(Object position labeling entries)
__________________________________________________

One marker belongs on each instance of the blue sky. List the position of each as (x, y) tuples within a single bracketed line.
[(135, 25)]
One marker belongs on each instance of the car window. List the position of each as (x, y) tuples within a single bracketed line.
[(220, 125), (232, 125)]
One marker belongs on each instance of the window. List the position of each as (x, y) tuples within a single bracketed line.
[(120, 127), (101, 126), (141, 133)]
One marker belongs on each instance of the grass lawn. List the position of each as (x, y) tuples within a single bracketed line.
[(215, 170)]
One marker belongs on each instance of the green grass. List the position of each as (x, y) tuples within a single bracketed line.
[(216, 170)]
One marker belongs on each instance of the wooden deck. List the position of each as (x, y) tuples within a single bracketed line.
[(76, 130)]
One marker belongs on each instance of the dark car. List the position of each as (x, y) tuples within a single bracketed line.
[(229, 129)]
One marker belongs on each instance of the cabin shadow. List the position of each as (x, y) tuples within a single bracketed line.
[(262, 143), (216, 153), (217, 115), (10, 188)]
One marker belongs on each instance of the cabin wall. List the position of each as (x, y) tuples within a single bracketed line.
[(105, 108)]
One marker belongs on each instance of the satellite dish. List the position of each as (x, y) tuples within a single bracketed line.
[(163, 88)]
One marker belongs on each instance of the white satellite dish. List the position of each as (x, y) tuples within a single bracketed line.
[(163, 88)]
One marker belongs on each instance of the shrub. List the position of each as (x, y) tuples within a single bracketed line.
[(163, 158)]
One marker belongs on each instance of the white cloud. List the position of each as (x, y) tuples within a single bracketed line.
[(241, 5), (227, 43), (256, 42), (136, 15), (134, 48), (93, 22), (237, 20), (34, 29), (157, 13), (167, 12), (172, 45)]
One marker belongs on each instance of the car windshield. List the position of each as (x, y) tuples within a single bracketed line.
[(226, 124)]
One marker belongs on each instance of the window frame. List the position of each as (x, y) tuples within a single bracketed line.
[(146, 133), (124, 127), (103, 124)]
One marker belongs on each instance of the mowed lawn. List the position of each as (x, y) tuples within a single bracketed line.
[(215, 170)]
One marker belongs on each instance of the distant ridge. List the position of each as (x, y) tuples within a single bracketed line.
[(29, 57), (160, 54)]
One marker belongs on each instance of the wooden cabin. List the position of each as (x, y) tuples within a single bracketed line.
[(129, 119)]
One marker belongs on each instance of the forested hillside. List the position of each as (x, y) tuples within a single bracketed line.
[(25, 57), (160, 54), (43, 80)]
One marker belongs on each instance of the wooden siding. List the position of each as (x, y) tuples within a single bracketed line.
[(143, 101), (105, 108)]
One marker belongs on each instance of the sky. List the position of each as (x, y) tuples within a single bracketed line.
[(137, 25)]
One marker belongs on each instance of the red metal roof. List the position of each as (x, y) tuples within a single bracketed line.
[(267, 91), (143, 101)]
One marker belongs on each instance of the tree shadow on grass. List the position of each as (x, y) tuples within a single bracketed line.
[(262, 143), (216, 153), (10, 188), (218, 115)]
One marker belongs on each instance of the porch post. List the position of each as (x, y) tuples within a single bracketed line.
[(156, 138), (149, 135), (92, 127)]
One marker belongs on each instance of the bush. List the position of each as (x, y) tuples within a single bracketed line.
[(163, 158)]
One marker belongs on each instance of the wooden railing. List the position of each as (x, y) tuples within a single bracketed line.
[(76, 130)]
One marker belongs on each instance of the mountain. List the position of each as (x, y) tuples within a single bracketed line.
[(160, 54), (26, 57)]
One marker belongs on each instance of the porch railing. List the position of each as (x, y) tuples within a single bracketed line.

__________________________________________________

Rewrite the data from the line with "One marker belongs on each instance of the wooden cabin." up to and including the line with "[(25, 57), (160, 54), (43, 80)]", changing "forested hillside" to "wooded slope" and keeping everything else the same. Give back only those lines.

Output below:
One marker belongs on each instance of the wooden cabin. List the position of each as (x, y) tuples within a single bracketed line.
[(129, 119)]
One marker belongs on each instance of the wooded slope. List the position of each as (x, y) tuples within a single bracketed line.
[(25, 57), (160, 54), (43, 80)]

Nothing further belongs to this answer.